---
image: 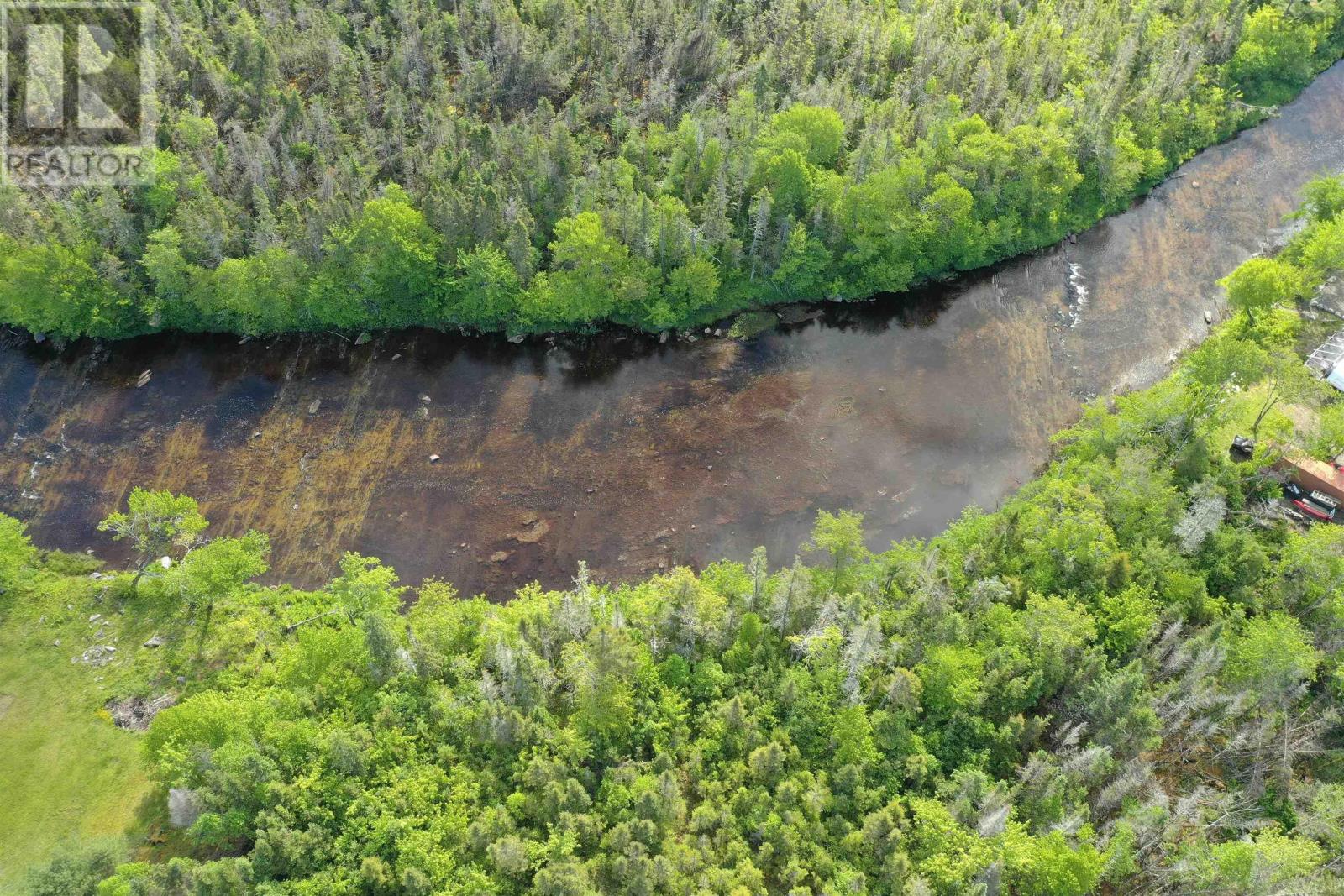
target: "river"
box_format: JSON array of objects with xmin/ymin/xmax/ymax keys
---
[{"xmin": 0, "ymin": 63, "xmax": 1344, "ymax": 599}]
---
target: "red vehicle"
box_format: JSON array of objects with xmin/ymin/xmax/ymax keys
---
[{"xmin": 1285, "ymin": 482, "xmax": 1340, "ymax": 522}]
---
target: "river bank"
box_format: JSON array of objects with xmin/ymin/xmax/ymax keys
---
[{"xmin": 8, "ymin": 65, "xmax": 1344, "ymax": 595}]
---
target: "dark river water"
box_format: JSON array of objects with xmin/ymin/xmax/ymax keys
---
[{"xmin": 0, "ymin": 63, "xmax": 1344, "ymax": 599}]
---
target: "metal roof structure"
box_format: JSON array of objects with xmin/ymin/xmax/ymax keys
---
[{"xmin": 1306, "ymin": 329, "xmax": 1344, "ymax": 376}]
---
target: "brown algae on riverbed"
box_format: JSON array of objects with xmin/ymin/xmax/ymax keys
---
[{"xmin": 0, "ymin": 67, "xmax": 1344, "ymax": 598}]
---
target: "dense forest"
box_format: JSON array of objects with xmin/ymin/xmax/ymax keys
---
[
  {"xmin": 8, "ymin": 180, "xmax": 1344, "ymax": 896},
  {"xmin": 0, "ymin": 0, "xmax": 1344, "ymax": 338}
]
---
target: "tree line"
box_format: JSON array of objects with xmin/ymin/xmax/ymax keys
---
[
  {"xmin": 13, "ymin": 180, "xmax": 1344, "ymax": 896},
  {"xmin": 0, "ymin": 0, "xmax": 1344, "ymax": 338}
]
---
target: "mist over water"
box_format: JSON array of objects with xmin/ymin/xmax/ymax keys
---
[{"xmin": 0, "ymin": 63, "xmax": 1344, "ymax": 599}]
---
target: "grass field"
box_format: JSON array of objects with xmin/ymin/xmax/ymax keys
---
[{"xmin": 0, "ymin": 563, "xmax": 150, "ymax": 896}]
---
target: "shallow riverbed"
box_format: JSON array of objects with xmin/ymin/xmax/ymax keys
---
[{"xmin": 0, "ymin": 63, "xmax": 1344, "ymax": 598}]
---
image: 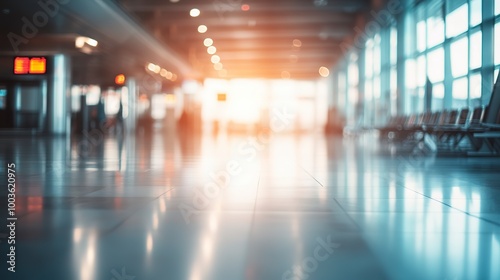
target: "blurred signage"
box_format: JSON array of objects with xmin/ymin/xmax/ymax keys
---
[
  {"xmin": 14, "ymin": 56, "xmax": 47, "ymax": 75},
  {"xmin": 217, "ymin": 93, "xmax": 226, "ymax": 102},
  {"xmin": 115, "ymin": 74, "xmax": 125, "ymax": 86}
]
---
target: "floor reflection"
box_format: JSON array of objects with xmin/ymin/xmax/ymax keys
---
[{"xmin": 0, "ymin": 131, "xmax": 500, "ymax": 280}]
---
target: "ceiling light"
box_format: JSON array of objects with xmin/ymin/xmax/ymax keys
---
[
  {"xmin": 207, "ymin": 46, "xmax": 217, "ymax": 54},
  {"xmin": 219, "ymin": 69, "xmax": 227, "ymax": 77},
  {"xmin": 75, "ymin": 36, "xmax": 98, "ymax": 49},
  {"xmin": 281, "ymin": 71, "xmax": 290, "ymax": 79},
  {"xmin": 293, "ymin": 39, "xmax": 302, "ymax": 48},
  {"xmin": 198, "ymin": 24, "xmax": 208, "ymax": 33},
  {"xmin": 214, "ymin": 62, "xmax": 224, "ymax": 70},
  {"xmin": 189, "ymin": 9, "xmax": 201, "ymax": 17},
  {"xmin": 203, "ymin": 38, "xmax": 214, "ymax": 47},
  {"xmin": 210, "ymin": 54, "xmax": 220, "ymax": 63},
  {"xmin": 319, "ymin": 66, "xmax": 330, "ymax": 78},
  {"xmin": 148, "ymin": 63, "xmax": 157, "ymax": 72}
]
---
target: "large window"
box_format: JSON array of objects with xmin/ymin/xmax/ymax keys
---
[{"xmin": 332, "ymin": 0, "xmax": 500, "ymax": 124}]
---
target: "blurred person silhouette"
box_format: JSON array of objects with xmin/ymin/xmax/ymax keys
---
[{"xmin": 115, "ymin": 100, "xmax": 125, "ymax": 136}]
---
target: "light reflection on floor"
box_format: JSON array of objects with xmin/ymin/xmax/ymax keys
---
[{"xmin": 0, "ymin": 133, "xmax": 500, "ymax": 280}]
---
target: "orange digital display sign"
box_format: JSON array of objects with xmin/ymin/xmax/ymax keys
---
[
  {"xmin": 115, "ymin": 74, "xmax": 125, "ymax": 85},
  {"xmin": 14, "ymin": 57, "xmax": 47, "ymax": 75},
  {"xmin": 14, "ymin": 57, "xmax": 30, "ymax": 74}
]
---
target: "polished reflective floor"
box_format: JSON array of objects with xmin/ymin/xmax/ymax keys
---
[{"xmin": 0, "ymin": 133, "xmax": 500, "ymax": 280}]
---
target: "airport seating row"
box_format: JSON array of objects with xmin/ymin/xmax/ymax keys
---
[{"xmin": 378, "ymin": 106, "xmax": 500, "ymax": 155}]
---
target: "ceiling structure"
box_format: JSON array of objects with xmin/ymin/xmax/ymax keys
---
[{"xmin": 117, "ymin": 0, "xmax": 374, "ymax": 79}]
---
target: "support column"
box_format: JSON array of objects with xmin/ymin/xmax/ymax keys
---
[
  {"xmin": 47, "ymin": 54, "xmax": 71, "ymax": 134},
  {"xmin": 125, "ymin": 77, "xmax": 138, "ymax": 132}
]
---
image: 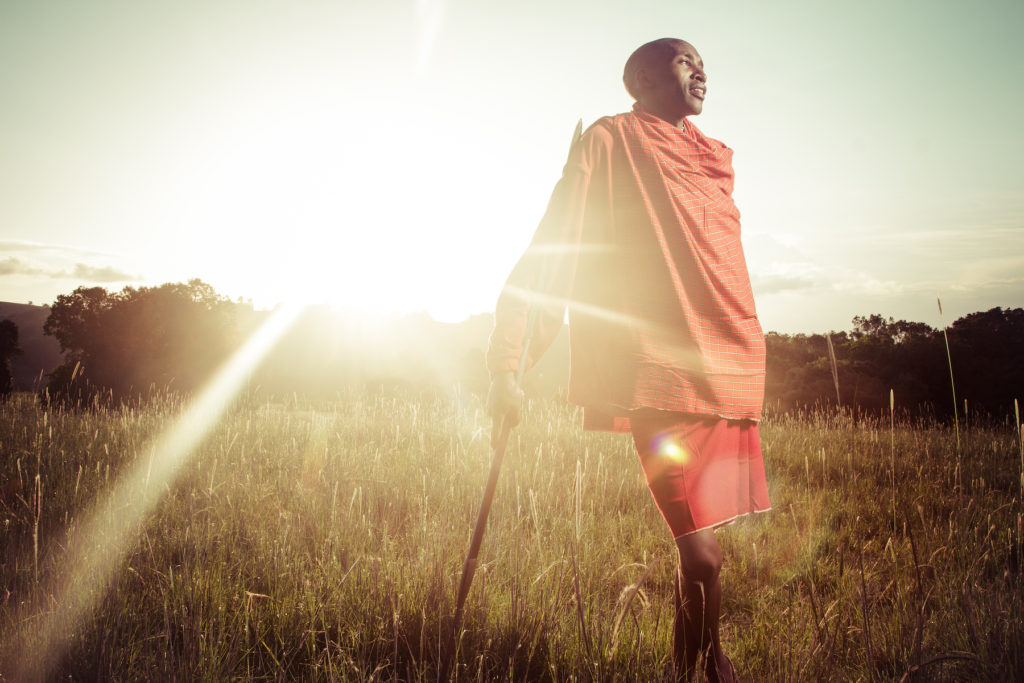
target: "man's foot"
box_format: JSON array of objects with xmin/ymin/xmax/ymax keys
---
[{"xmin": 705, "ymin": 654, "xmax": 739, "ymax": 683}]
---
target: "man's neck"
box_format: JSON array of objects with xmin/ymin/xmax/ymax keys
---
[{"xmin": 637, "ymin": 100, "xmax": 686, "ymax": 128}]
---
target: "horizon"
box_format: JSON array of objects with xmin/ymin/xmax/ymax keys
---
[{"xmin": 0, "ymin": 0, "xmax": 1024, "ymax": 334}]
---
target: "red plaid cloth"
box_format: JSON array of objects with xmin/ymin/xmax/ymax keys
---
[{"xmin": 487, "ymin": 106, "xmax": 765, "ymax": 431}]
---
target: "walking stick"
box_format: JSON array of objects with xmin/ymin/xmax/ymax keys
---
[{"xmin": 437, "ymin": 119, "xmax": 583, "ymax": 681}]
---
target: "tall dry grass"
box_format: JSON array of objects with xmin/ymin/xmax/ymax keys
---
[{"xmin": 0, "ymin": 393, "xmax": 1024, "ymax": 681}]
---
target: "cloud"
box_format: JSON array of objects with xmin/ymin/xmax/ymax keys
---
[
  {"xmin": 0, "ymin": 256, "xmax": 142, "ymax": 283},
  {"xmin": 751, "ymin": 273, "xmax": 814, "ymax": 296},
  {"xmin": 751, "ymin": 261, "xmax": 821, "ymax": 296},
  {"xmin": 0, "ymin": 240, "xmax": 110, "ymax": 256},
  {"xmin": 69, "ymin": 263, "xmax": 142, "ymax": 283},
  {"xmin": 0, "ymin": 256, "xmax": 43, "ymax": 275}
]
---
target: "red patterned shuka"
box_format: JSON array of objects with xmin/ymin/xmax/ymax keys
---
[{"xmin": 487, "ymin": 105, "xmax": 765, "ymax": 431}]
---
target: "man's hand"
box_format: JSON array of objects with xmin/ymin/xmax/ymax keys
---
[{"xmin": 487, "ymin": 372, "xmax": 523, "ymax": 446}]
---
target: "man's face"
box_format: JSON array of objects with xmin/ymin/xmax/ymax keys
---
[{"xmin": 645, "ymin": 42, "xmax": 708, "ymax": 117}]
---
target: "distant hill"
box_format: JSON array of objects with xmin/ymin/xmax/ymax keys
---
[{"xmin": 0, "ymin": 301, "xmax": 61, "ymax": 391}]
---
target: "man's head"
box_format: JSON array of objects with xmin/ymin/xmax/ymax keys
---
[{"xmin": 623, "ymin": 38, "xmax": 708, "ymax": 121}]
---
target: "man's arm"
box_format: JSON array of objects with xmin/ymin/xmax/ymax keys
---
[{"xmin": 487, "ymin": 122, "xmax": 611, "ymax": 424}]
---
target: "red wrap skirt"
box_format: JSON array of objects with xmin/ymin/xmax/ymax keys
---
[{"xmin": 630, "ymin": 411, "xmax": 771, "ymax": 539}]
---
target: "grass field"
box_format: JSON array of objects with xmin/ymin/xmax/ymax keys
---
[{"xmin": 0, "ymin": 393, "xmax": 1024, "ymax": 681}]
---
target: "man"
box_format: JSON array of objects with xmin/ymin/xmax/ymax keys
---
[{"xmin": 487, "ymin": 38, "xmax": 770, "ymax": 681}]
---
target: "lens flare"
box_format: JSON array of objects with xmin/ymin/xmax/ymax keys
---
[
  {"xmin": 11, "ymin": 306, "xmax": 301, "ymax": 681},
  {"xmin": 656, "ymin": 438, "xmax": 690, "ymax": 465}
]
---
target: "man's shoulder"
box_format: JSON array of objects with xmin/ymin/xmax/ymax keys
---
[
  {"xmin": 583, "ymin": 112, "xmax": 633, "ymax": 153},
  {"xmin": 585, "ymin": 112, "xmax": 634, "ymax": 137}
]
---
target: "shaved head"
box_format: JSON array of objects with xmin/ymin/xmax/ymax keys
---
[{"xmin": 623, "ymin": 38, "xmax": 692, "ymax": 99}]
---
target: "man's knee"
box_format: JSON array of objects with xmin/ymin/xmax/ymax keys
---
[{"xmin": 676, "ymin": 530, "xmax": 722, "ymax": 584}]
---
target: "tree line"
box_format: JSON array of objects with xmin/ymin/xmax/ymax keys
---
[{"xmin": 16, "ymin": 280, "xmax": 1024, "ymax": 419}]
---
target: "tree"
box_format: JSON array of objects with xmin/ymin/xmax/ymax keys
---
[{"xmin": 43, "ymin": 280, "xmax": 240, "ymax": 402}]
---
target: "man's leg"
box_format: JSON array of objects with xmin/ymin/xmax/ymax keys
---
[{"xmin": 673, "ymin": 529, "xmax": 734, "ymax": 681}]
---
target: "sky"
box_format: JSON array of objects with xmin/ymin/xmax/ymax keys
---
[{"xmin": 0, "ymin": 0, "xmax": 1024, "ymax": 333}]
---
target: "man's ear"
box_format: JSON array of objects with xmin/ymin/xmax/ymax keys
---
[{"xmin": 635, "ymin": 67, "xmax": 653, "ymax": 94}]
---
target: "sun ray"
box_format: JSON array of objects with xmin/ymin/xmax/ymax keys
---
[{"xmin": 12, "ymin": 306, "xmax": 301, "ymax": 681}]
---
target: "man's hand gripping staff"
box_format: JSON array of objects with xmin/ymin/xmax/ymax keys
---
[{"xmin": 437, "ymin": 120, "xmax": 583, "ymax": 681}]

● **Challenge**:
Pick out every line of the listing that contains the word "water", taking case into account, and copy each such line.

● **Finished answer**:
target: "dark river water"
target: "mist over water"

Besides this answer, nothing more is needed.